Collected data:
## Start

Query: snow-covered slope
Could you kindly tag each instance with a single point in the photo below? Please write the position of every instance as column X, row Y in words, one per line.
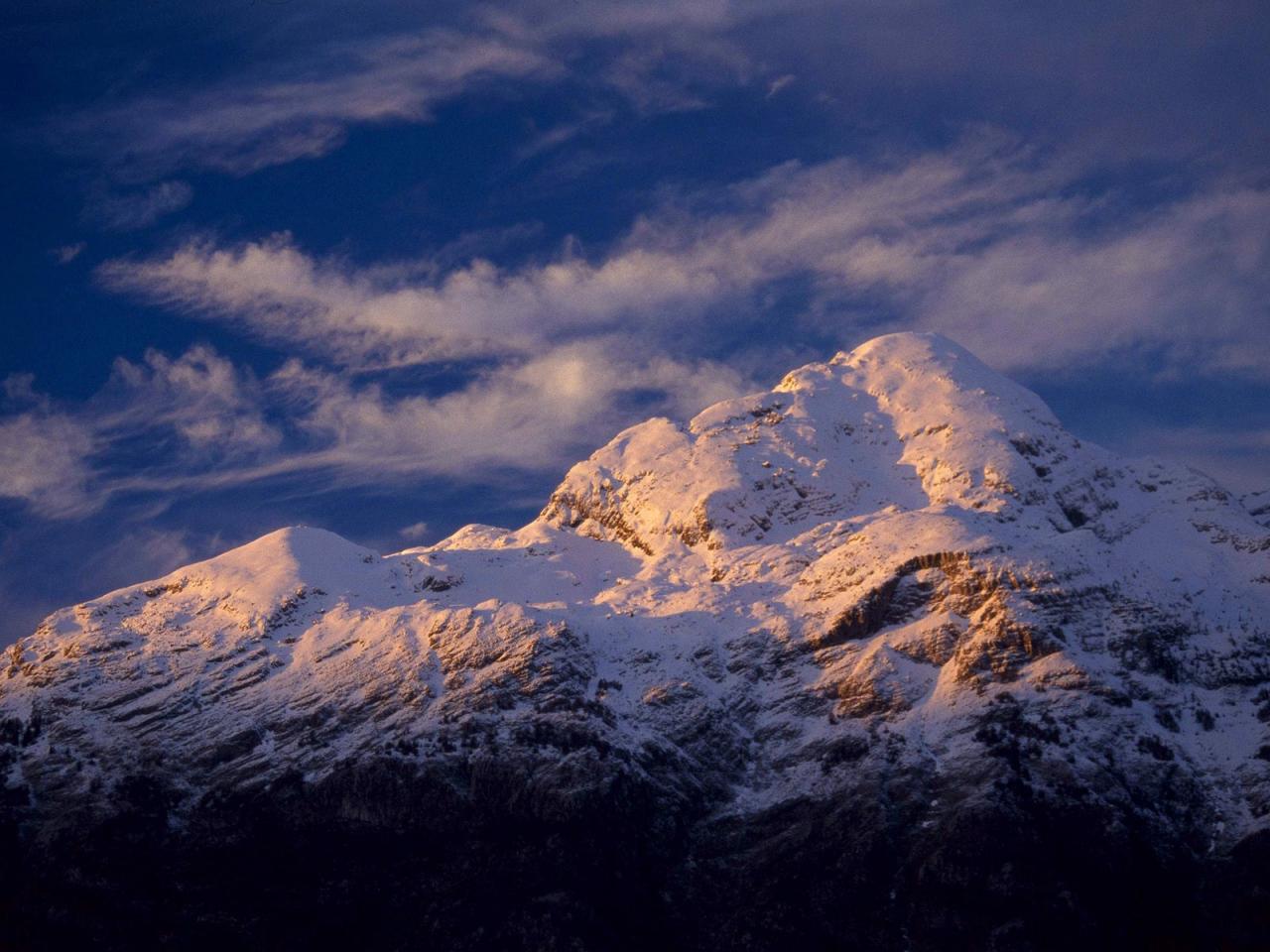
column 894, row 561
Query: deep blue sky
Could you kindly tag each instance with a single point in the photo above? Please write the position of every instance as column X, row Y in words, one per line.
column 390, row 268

## End
## Start

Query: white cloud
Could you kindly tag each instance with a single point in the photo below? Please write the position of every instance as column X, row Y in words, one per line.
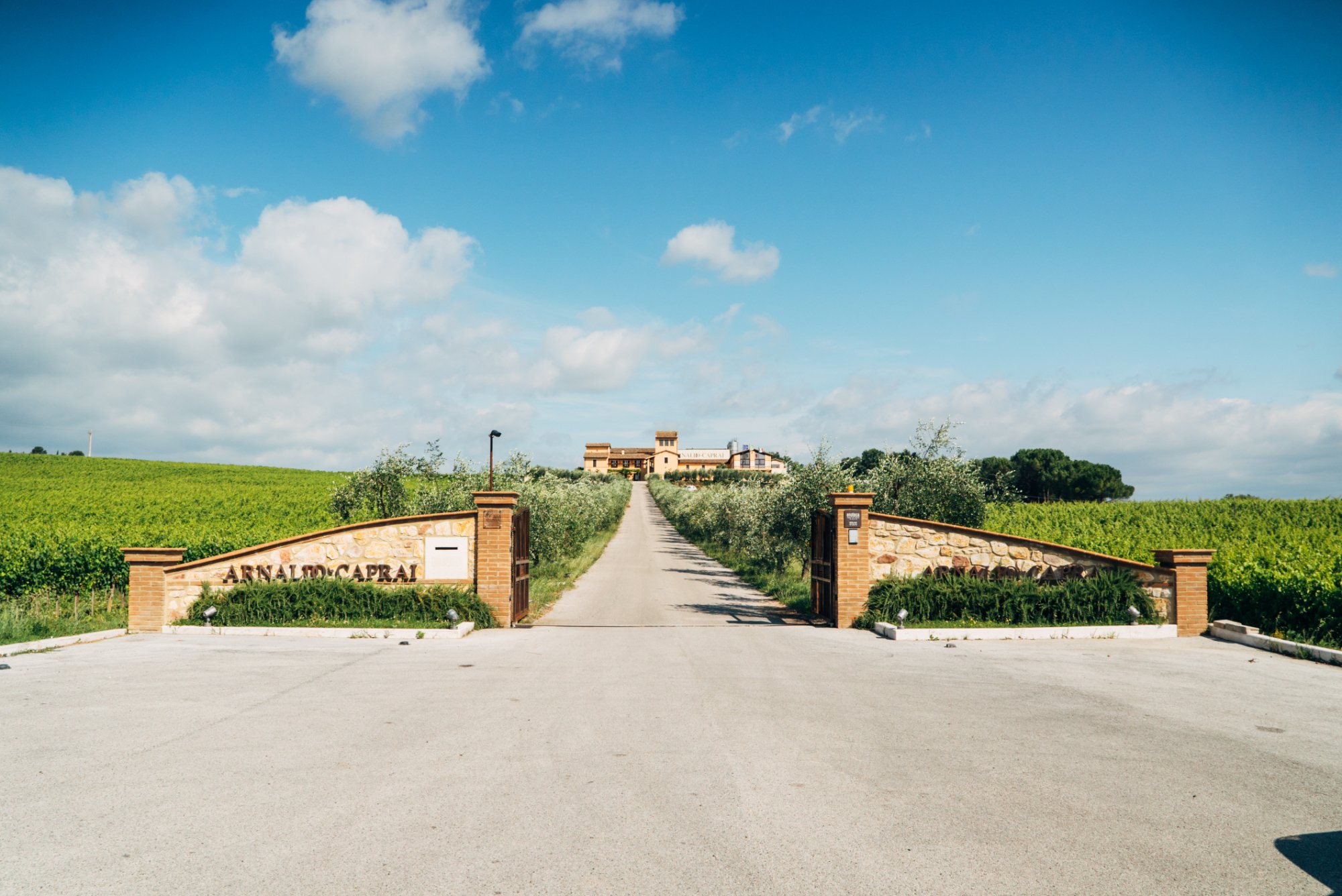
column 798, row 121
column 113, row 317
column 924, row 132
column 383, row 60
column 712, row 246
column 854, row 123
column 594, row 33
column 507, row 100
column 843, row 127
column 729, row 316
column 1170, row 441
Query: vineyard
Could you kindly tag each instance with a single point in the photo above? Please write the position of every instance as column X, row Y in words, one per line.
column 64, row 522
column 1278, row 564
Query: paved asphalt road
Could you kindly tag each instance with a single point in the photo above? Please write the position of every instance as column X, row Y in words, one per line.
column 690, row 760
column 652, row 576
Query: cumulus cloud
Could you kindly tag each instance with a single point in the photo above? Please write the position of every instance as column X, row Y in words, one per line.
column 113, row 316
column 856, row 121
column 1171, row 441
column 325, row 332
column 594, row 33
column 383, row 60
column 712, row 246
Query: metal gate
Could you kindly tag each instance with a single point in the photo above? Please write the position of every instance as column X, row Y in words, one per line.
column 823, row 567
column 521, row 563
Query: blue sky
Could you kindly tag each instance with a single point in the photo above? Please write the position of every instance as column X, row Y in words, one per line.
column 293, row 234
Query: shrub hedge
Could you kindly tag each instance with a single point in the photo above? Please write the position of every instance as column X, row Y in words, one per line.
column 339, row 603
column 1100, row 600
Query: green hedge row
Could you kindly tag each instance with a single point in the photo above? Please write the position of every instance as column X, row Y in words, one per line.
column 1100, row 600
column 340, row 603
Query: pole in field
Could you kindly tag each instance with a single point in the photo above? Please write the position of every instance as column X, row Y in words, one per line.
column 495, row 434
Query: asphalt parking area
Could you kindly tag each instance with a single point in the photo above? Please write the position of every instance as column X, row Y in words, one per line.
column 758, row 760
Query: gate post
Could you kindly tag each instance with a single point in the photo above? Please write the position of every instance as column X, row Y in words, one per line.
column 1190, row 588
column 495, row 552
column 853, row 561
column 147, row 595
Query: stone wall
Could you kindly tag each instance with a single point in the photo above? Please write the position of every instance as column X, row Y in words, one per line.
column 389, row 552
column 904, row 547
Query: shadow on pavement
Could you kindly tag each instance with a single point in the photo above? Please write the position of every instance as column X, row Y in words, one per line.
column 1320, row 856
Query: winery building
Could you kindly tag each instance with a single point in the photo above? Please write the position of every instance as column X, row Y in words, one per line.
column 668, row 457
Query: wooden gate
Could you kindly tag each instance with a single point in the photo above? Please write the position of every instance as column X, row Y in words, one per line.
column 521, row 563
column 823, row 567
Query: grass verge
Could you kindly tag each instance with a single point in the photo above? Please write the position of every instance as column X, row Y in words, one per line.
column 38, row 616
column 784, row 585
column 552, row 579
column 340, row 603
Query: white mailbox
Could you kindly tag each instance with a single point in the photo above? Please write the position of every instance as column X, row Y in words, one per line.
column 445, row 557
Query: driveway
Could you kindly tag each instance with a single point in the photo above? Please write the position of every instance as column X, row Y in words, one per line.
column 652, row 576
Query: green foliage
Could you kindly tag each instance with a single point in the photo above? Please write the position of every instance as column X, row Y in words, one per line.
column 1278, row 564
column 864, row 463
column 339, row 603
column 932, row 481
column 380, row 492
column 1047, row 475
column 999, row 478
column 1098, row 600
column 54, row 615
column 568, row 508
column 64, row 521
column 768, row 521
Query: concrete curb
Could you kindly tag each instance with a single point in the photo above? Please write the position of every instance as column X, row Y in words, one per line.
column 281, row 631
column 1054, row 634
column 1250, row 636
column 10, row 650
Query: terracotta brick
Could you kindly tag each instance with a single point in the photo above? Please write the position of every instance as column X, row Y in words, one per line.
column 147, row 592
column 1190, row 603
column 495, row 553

## End
## Start

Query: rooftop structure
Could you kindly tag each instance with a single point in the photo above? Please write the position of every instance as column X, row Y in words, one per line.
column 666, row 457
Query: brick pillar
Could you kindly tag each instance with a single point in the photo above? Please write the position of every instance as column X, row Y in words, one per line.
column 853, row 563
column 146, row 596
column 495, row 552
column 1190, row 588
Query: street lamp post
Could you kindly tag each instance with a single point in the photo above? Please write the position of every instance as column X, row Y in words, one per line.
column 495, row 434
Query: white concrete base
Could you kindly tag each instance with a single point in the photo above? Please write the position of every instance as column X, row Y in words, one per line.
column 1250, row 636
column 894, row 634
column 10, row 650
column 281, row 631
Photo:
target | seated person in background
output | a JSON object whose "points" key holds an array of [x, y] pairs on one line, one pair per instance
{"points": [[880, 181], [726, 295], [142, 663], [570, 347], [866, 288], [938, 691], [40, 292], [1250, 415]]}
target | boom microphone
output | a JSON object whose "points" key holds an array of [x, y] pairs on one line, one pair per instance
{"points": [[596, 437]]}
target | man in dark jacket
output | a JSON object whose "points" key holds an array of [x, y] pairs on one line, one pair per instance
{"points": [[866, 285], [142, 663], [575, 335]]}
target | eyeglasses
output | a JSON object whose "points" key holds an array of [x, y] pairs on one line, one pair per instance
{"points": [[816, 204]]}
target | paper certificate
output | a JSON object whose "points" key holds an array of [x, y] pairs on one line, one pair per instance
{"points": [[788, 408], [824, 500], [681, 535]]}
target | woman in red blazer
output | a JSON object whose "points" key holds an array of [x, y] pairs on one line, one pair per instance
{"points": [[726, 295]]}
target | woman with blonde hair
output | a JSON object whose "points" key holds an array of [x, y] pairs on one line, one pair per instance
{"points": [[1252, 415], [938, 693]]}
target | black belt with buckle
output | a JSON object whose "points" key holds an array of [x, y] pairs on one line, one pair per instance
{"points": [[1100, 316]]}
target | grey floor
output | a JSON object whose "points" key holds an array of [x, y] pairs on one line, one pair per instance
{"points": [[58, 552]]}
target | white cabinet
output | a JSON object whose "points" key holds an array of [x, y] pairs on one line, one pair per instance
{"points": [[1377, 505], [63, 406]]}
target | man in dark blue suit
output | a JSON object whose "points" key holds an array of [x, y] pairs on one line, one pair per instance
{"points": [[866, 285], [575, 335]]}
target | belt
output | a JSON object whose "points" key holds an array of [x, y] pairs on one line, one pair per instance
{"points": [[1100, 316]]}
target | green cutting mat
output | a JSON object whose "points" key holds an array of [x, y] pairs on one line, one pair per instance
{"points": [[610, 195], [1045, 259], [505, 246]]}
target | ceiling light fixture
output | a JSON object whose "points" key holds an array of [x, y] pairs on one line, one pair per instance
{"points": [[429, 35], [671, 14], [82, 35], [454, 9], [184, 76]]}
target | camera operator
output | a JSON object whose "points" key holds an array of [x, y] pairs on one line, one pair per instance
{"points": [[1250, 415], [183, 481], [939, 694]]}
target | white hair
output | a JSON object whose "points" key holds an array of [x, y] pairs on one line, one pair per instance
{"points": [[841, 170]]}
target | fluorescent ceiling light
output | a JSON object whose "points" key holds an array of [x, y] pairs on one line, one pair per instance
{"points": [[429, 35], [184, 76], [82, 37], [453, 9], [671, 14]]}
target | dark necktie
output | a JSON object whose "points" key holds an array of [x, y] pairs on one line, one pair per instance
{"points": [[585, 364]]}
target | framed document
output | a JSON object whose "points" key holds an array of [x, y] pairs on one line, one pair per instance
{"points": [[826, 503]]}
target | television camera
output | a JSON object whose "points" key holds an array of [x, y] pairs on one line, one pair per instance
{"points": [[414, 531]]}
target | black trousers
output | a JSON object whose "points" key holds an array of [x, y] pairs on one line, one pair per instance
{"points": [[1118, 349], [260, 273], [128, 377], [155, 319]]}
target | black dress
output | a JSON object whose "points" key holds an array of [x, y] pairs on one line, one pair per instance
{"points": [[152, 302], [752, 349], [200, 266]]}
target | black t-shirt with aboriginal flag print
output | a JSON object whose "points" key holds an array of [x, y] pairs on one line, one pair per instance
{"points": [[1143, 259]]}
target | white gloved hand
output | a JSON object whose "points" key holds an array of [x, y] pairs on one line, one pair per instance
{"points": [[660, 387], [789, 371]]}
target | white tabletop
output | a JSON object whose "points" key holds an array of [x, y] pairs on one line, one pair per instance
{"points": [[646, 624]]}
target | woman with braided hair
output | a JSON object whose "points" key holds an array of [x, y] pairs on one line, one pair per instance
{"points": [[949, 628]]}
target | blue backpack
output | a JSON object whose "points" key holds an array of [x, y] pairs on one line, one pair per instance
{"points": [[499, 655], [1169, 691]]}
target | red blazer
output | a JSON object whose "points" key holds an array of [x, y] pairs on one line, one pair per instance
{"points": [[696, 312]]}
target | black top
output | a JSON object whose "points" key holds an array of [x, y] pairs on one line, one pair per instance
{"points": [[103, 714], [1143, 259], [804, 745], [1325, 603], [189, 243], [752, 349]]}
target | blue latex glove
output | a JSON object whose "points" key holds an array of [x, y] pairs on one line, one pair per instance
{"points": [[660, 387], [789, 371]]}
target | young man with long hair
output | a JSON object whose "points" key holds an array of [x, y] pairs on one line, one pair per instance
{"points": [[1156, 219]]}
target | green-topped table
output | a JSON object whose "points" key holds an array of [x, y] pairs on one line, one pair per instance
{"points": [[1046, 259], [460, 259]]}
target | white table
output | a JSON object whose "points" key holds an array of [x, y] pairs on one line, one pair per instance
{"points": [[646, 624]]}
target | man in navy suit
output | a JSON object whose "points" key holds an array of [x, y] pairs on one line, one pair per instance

## End

GIVEN TASK — Copy out the material verbatim from the line with "Query: snow-covered slope" to the line with "column 894, row 561", both lines included. Omit the pictures from your answer.

CORRECT ANSWER —
Query: snow-covered slope
Could you kindly tag each instance with a single point in the photo below? Please write the position of every instance as column X, row Y in words, one per line.
column 894, row 561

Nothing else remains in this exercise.